- Set problem 1
For each statement below, say yes or no depending on whether the bnx2 firmware thread agrees with it, and quote the words from the thread that decide it. (a) The message is addressed to Baoquan. (b) The quoted patch adds a firmware release call in the error path of bnx2_init_one. (c) The suggested fix would require users to change their initramfs.
- Set problem 2
Continue the bnx2 firmware thread from the point where it stops.

- Supplied text
• • •

[bnx2,Regression,4.8] Driver loading fails without firmware

Message ID f055c961-58ca-ea81-46d8-610fa055cce8@molgen.mpg.de
State New
Headers show

Commit Message

Paul Menzel Oct. 27, 2016, 1:21 p.m.
Dear Baoquan,


On 10/26/16 14:00, Baoquan He wrote:

> On 10/26/16 at 12:31pm, Paul Menzel wrote:

>>>>         dev->hw_features = NETIF_F_IP_CSUM | NETIF_F_SG |

>>>> @@ -8607,6 +8608,7 @@ bnx2_init_one(struct pci_dev *pdev, const struct

>>>> pci_device_id *ent)

>>>>         return 0;

>>>>

>>>>  error:

>>>> +       bnx2_release_firmware(bp);

>>>>         pci_iounmap(pdev, bp->regview);

>>>>         pci_release_regions(pdev);

>>>>         pci_disable_device(pdev);

>>

>> Baoquan, could you please fix this regression. My suggestion is, that you

>> add the old code back, but check if the firmware has been loaded. If it

>> hasn’t, load it again.

>>

>> That way, people can update their Linux kernel, and it continues working

>> without changing the initramfs, or anything else.

• • •

- Data listing
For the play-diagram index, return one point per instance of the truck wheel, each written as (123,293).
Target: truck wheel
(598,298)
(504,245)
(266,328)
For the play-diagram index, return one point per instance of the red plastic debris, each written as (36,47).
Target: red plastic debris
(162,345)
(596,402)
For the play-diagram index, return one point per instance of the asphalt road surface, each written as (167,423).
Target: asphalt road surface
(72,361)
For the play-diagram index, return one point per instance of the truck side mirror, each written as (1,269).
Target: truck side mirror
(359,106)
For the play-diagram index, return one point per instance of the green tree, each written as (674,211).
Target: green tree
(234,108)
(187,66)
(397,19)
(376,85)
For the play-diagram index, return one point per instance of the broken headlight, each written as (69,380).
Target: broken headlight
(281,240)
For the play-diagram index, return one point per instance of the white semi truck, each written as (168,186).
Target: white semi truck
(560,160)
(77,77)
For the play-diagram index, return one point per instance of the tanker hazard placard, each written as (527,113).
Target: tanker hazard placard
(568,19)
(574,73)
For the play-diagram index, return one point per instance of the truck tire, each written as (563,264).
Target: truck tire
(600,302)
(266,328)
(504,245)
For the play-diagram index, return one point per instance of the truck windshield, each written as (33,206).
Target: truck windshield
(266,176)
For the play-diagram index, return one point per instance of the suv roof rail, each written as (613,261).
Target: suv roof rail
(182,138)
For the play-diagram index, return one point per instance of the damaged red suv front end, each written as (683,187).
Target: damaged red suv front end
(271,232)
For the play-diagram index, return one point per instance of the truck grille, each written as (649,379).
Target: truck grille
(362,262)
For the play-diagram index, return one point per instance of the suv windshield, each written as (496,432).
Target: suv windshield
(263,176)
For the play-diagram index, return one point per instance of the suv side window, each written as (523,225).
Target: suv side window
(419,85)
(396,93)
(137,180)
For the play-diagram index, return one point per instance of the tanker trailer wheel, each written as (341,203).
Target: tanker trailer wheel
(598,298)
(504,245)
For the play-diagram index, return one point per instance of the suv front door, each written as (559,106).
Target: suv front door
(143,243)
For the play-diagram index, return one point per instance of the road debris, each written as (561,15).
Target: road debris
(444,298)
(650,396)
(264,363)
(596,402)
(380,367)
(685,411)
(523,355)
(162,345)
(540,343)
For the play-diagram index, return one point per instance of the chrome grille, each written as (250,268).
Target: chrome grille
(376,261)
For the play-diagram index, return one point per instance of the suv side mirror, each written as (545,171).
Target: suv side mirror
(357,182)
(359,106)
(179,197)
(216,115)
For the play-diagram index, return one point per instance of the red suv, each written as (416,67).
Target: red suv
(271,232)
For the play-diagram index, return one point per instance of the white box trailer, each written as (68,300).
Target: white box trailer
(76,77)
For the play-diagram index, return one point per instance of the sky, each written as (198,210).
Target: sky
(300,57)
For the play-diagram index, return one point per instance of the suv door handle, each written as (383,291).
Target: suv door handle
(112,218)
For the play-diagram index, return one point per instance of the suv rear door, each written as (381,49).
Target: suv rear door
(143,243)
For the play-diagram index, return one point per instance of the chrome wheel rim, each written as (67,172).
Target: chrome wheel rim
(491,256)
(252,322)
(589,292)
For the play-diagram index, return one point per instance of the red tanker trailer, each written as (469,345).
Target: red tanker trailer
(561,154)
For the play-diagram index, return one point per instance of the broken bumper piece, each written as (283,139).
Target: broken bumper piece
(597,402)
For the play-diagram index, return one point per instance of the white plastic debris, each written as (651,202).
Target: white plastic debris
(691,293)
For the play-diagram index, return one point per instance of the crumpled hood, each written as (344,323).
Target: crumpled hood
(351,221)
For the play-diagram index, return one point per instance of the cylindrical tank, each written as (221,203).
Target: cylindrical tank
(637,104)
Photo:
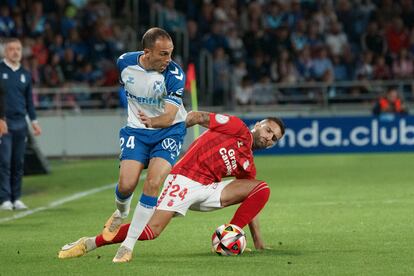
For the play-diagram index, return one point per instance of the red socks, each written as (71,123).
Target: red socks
(249,209)
(252,205)
(147,234)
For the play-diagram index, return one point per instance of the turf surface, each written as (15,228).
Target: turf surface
(327,215)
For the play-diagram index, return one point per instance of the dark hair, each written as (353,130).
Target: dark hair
(150,36)
(10,40)
(279,122)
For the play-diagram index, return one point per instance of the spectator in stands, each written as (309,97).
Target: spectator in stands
(397,36)
(172,20)
(402,66)
(7,25)
(244,92)
(365,69)
(373,40)
(336,39)
(322,67)
(381,69)
(221,75)
(298,37)
(389,103)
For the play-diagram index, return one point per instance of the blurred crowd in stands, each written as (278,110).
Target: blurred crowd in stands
(66,44)
(252,43)
(297,41)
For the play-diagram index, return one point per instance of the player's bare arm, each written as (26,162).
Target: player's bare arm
(164,120)
(198,117)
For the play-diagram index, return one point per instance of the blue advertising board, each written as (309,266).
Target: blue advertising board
(387,133)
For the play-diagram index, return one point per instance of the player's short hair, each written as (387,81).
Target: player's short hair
(8,40)
(150,36)
(279,122)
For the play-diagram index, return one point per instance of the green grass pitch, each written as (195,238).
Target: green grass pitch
(327,215)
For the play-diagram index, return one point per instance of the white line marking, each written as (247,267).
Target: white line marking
(62,201)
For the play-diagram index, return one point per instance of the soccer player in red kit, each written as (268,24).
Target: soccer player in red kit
(196,181)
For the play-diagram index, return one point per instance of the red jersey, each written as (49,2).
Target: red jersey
(225,149)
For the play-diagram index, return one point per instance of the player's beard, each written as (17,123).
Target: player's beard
(257,143)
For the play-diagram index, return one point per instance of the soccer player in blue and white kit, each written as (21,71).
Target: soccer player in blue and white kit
(154,133)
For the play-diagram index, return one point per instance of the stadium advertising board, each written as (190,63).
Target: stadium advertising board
(345,134)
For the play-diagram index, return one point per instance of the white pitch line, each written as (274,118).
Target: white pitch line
(61,201)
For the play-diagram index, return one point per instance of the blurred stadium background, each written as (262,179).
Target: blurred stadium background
(307,59)
(320,65)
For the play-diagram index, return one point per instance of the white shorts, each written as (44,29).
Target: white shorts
(181,193)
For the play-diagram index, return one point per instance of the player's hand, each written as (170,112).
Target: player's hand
(144,119)
(37,130)
(3,127)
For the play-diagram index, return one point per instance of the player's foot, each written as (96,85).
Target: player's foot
(123,255)
(6,205)
(77,248)
(112,226)
(19,205)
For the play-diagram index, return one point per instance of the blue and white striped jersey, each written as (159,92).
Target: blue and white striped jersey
(148,91)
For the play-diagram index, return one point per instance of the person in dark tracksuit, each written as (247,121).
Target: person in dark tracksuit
(3,125)
(17,87)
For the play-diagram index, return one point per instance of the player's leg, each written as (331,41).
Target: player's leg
(17,166)
(152,230)
(158,169)
(129,173)
(253,196)
(5,159)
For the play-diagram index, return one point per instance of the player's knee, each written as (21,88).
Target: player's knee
(262,191)
(156,230)
(126,187)
(151,186)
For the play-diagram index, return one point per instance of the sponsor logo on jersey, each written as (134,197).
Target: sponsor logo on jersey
(177,74)
(229,159)
(146,100)
(169,144)
(130,80)
(222,119)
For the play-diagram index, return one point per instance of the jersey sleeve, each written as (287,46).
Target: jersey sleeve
(174,84)
(124,61)
(249,171)
(227,124)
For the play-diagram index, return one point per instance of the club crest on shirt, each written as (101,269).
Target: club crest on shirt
(158,87)
(222,119)
(246,164)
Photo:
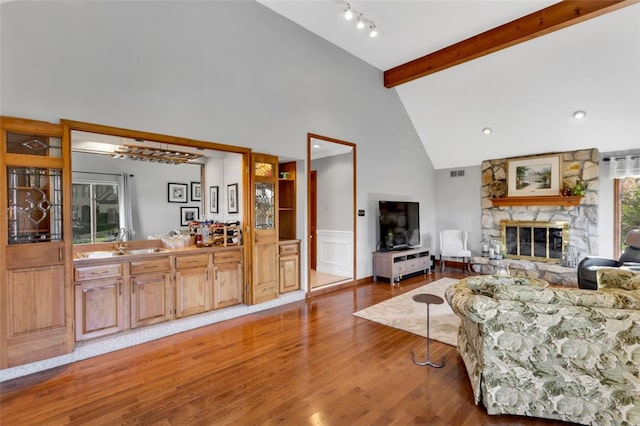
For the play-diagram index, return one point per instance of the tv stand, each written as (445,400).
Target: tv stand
(395,265)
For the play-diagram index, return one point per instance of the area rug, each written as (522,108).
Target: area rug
(404,313)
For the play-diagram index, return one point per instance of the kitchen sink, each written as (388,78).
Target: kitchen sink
(147,251)
(95,254)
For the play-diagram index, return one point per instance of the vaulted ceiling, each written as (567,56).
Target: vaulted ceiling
(526,93)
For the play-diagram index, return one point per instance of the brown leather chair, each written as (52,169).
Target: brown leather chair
(630,259)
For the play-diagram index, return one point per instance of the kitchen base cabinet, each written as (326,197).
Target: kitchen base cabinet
(227,279)
(289,266)
(99,308)
(150,299)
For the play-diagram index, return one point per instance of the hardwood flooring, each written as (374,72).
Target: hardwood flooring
(306,363)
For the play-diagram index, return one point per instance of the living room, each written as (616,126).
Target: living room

• • •

- Task output 1
(a) Yes: "Dear Baoquan,"
(b) Yes: "bnx2_release_firmware(bp);"
(c) No: "without changing the initramfs, or anything else."

- Task output 2
>

> I saw your mail but I am also not familiar with bnx2 driver. As the

> commit log says I just tried to make bnx2 driver reset itself earlier.

>

> So you did a git bisect and found this commit caused the regression,

> right? If yes, and network developers have no action, I will look into

> the code and see if I have idea to fix it.


Well, I looked through the commits and found that one, which would 
explain the changed behavior.

To be sure, and to follow your request, I took Linux 4.8.4 and reverted 
your commit (attached). Then I deleted the firmware again from the 
initramfs, and rebooted. The devices showed up just fine as before.

So to summarize, the commit is indeed the culprit.

Thank you for looking into this.


Kind regards,

Paul

Comments

Rasesh Mody Oct. 27, 2016, 6:16 p.m. | #1
> From: dept_hsg_linux_nic_dev-bounces@qlclistserver.qlogic.com

> [mailto:dept_hsg_linux_nic_dev-bounces@qlclistserver.qlogic.com] On

> Behalf Of Paul Menzel

> 

> Dear Baoquan,

> 

> 

> On 10/26/16 14:00, Baoquan He wrote:

> 

> > On 10/26/16 at 12:31pm, Paul Menzel wrote:

> >>>>         dev->hw_features = NETIF_F_IP_CSUM | NETIF_F_SG | @@

> >>>> -8607,6 +8608,7 @@ bnx2_init_one(struct pci_dev *pdev, const struct

> >>>> pci_device_id *ent)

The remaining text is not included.